ACTION ITEM: Copy out the Daneborg field campaign story word for word.

SELECTED PASSAGE:
ASP field campaigns up and running: story from Daneborg

ASP field campaigns up and running: story from Daneborg

Spring is getting here even though the temperature is -15C. Small flocks of snow bunting are arriving and today we spotted the first barnacle geese. There is a lot of snow this year and in some places you can walk directly onto the roofs of the buildings. Actually, several places you have to dig a tunnel to get into the buildings. The fjord is in some locations covered by up to a meter of snow that overlies a meter plus of sea ice. The sun is shining from a clear blue sky and for days there has been no wind what so ever. Seals are emerging on the sea ice enjoying the return of the Sun. Everything is quiet as it can only be up here. We are back at fieldwork. We are the first team at the Zackenberg station in Daneborg, NE Greenland (74N) in this year’s comprehensive field campaign in the Arctic Science Partnership collaboration. We have ongoing work in several places this year with more than one hundred scientists and students in the field at Zackenberg, Daneborg, Nuuk, Disko Bay, Cambridge Bay, Resolute, Hudson Bay, and onboard the Canadian research icebreaker CCGS Amundsen in the Canadian North.

 

Our team will concentrate on snow and sea ice and how it interacts with the atmosphere and ocean. Last autumn we deployed several moorings collecting various parameters in the atmosphere (irradiance, temperature, wind speed direction, carbon dioxide concentration etc.), snow (thickness, temperature), sea ice (thickness, temperature, salinity, permeability etc) and ocean (temperature, salinity and currents, irradiance, turbidity etc). Several of these transmit their data via satellite. Unfortunately, we lost contact with one of the ocean mooring positions during winter. We have now localized all moorings, but one is missing.

 

The area outside Young Sound is interesting because of the presence of a polynya. A polynya is a site where sea ice is produced and frequently blown away from the area thereby allowing new ice to form again. It is a kind of sea ice fabric. There are different kinds of polynyas but this one is a wind driven one. The function of a polynya and its influence on deep-water formation and greenhouse gas exchange between the atmosphere and ocean are not well understood. In order to obtain the expected signal in the water column (cold and more salty water) we need to be close to the site of the polynya. Unfortunately this mooring was too close. It is irritating as sea ice broke off just 100-200 m inside the mooring position. We hope to find it when the sea ice melts in the fjord.

DATA EXTRACTS:
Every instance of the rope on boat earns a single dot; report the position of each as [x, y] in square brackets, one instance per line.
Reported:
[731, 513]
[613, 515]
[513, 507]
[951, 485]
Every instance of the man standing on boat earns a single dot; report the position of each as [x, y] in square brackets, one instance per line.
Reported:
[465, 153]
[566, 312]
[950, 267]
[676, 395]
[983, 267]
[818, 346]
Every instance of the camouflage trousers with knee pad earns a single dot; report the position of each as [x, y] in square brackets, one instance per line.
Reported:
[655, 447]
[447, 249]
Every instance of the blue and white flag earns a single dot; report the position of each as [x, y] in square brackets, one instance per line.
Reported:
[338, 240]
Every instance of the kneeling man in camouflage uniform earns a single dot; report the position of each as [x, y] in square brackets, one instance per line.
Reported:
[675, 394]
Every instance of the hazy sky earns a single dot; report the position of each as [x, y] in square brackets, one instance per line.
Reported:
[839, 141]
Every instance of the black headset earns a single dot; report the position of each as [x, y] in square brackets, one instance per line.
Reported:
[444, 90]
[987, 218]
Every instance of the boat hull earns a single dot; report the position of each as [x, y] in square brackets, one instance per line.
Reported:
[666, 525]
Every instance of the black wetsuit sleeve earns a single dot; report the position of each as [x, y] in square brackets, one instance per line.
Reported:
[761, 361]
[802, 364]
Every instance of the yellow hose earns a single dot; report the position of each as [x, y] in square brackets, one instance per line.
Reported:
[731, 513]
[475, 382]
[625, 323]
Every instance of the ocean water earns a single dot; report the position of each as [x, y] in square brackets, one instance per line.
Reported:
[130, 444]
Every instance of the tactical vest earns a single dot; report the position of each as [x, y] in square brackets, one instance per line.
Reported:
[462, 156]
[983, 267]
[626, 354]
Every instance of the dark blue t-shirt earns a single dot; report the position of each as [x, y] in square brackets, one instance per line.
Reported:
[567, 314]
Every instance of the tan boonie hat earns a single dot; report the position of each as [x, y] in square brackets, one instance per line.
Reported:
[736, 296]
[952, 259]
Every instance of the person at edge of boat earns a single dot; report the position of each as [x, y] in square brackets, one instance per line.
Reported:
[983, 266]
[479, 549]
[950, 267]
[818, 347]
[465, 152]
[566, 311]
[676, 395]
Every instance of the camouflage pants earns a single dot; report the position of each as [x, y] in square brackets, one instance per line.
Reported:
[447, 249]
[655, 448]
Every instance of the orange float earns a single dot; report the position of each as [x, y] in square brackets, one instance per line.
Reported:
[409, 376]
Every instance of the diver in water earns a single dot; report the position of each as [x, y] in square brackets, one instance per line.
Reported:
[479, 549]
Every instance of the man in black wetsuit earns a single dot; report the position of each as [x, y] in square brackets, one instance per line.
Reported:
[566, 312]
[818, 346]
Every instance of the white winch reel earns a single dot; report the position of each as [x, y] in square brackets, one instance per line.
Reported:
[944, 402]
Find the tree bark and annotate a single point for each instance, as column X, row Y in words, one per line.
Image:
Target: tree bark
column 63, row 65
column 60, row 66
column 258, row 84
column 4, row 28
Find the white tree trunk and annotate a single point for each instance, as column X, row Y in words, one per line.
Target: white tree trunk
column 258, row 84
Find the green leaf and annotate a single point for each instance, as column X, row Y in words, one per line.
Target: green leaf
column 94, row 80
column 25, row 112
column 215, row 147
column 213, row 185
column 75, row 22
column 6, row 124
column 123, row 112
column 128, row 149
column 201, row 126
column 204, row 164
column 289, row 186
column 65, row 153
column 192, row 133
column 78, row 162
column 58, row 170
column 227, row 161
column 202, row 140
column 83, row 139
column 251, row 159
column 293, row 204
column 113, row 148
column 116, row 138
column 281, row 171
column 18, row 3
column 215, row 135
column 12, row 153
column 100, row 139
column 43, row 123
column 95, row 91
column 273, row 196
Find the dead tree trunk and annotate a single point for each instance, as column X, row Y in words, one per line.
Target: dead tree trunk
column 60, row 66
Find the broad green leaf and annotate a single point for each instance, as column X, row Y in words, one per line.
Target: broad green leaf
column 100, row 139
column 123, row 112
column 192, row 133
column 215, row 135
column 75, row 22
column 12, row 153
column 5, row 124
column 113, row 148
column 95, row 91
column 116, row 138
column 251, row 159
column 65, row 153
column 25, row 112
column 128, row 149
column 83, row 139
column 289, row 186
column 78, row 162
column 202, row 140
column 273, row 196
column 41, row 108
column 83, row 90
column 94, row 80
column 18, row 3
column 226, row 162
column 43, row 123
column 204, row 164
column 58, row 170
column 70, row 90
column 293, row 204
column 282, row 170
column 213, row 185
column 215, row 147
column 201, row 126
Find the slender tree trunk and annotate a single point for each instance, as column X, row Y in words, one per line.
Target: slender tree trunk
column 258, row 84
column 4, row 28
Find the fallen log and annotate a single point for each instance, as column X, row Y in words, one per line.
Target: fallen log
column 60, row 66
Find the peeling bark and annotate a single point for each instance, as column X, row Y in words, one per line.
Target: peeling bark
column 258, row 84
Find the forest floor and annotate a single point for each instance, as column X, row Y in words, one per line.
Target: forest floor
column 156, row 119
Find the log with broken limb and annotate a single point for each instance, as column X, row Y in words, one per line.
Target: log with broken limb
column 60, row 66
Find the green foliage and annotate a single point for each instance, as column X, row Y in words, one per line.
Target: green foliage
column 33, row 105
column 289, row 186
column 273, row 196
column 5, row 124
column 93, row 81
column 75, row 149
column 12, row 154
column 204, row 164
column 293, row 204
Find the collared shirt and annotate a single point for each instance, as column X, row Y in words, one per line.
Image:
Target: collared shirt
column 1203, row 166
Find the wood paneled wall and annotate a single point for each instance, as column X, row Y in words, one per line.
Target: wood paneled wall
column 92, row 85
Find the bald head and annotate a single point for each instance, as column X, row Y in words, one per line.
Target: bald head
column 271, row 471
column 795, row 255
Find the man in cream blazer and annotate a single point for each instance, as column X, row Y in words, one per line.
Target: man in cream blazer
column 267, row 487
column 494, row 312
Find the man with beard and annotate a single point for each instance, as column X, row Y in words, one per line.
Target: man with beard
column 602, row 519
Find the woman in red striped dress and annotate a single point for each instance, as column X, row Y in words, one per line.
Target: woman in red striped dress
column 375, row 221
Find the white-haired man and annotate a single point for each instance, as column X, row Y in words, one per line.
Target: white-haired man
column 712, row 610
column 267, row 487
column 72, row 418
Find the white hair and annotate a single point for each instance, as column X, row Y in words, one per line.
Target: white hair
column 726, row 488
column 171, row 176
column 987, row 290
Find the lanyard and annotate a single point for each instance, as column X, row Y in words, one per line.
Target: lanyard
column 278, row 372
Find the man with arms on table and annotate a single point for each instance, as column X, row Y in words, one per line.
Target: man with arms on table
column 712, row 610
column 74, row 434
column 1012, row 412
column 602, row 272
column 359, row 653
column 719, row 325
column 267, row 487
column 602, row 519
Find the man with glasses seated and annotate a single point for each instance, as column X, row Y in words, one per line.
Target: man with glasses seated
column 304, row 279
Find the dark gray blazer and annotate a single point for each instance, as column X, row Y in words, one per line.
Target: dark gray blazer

SOLUTION FOR THIS EXERCISE:
ASP field campaigns up and running: story from Daneborg

ASP field campaigns up and running: story from Daneborg

Spring is getting here even though the temperature is -15C. Small flocks of snow bunting are arriving and today we spotted the first barnacle geese. There is a lot of snow this year and in some places you can walk directly onto the roofs of the buildings. Actually, several places you have to dig a tunnel to get into the buildings. The fjord is in some locations covered by up to a meter of snow that overlies a meter plus of sea ice. The sun is shining from a clear blue sky and for days there has been no wind what so ever. Seals are emerging on the sea ice enjoying the return of the Sun. Everything is quiet as it can only be up here. We are back at fieldwork. We are the first team at the Zackenberg station in Daneborg, NE Greenland (74N) in this year’s comprehensive field campaign in the Arctic Science Partnership collaboration. We have ongoing work in several places this year with more than one hundred scientists and students in the field at Zackenberg, Daneborg, Nuuk, Disko Bay, Cambridge Bay, Resolute, Hudson Bay, and onboard the Canadian research icebreaker CCGS Amundsen in the Canadian North.

 

Our team will concentrate on snow and sea ice and how it interacts with the atmosphere and ocean. Last autumn we deployed several moorings collecting various parameters in the atmosphere (irradiance, temperature, wind speed direction, carbon dioxide concentration etc.), snow (thickness, temperature), sea ice (thickness, temperature, salinity, permeability etc) and ocean (temperature, salinity and currents, irradiance, turbidity etc). Several of these transmit their data via satellite. Unfortunately, we lost contact with one of the ocean mooring positions during winter. We have now localized all moorings, but one is missing.

 

The area outside Young Sound is interesting because of the presence of a polynya. A polynya is a site where sea ice is produced and frequently blown away from the area thereby allowing new ice to form again. It is a kind of sea ice fabric. There are different kinds of polynyas but this one is a wind driven one. The function of a polynya and its influence on deep-water formation and greenhouse gas exchange between the atmosphere and ocean are not well understood. In order to obtain the expected signal in the water column (cold and more salty water) we need to be close to the site of the polynya. Unfortunately this mooring was too close. It is irritating as sea ice broke off just 100-200 m inside the mooring position. We hope to find it when the sea ice melts in the fjord.